→ **Prompt**
Answer these questions from the forum post about TensorRT with multiple GPUs and threads:
1. Which CUDA function does the post say must be called when creating the engine and running inference on multiple GPUs?
2. What happens, according to the post, when a mutex locks before every inference?
3. Which TensorRT version is listed?

→ **Selected passage**
Tensorrt multi gpu with multi threads

Description

Hello, All. I am use tensorrt to inference the AI module in c++.
But I met a problem with multi-gpu and multi threads.

  • first . i build tensorrt module from multi thread (one gpu with one thread).
  • seoncd, As we know, tensorrt use multi gpu should call cudaSetDevice in create engine and infer. like.
cudaSetDevice(m_gpuIndex);

But, I found when one thread enter ‘cudaStreamCreate’ or ‘cudaMemcpy’ or ‘enqueueV2(infer context)’ or other cuda methods. AT this time, if other threads enter.
the program will blocking. if I use a mutex to lock before any infer. it will ok. But the performance is bad. Could any one help me?

Environment

TensorRT Version: 8.2.2.1
GPU Type: rtx-3070 (notebook)

Object point labels:
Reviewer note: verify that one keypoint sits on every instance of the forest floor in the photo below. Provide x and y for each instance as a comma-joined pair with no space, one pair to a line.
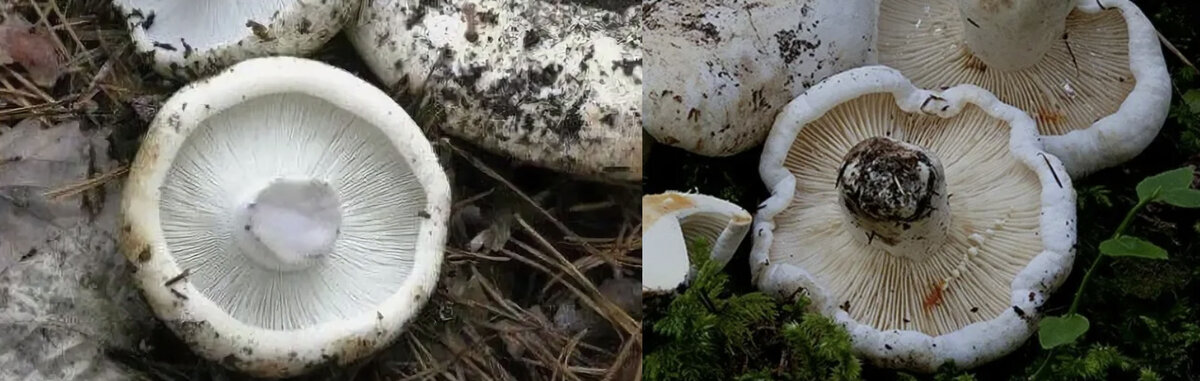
1144,315
541,273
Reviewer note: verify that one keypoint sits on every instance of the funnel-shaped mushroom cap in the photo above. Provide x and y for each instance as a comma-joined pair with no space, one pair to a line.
673,219
719,71
190,38
285,213
556,84
1091,73
930,224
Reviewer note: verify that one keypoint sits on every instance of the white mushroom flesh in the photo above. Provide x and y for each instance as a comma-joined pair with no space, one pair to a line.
719,72
345,185
675,221
204,24
990,231
551,83
1067,83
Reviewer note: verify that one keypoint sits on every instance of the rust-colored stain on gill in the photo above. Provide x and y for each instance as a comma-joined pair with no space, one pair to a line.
1048,118
935,296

→ **Correct output**
1. cudaSetDevice
2. The program works, but performance is bad.
3. 8.2.2.1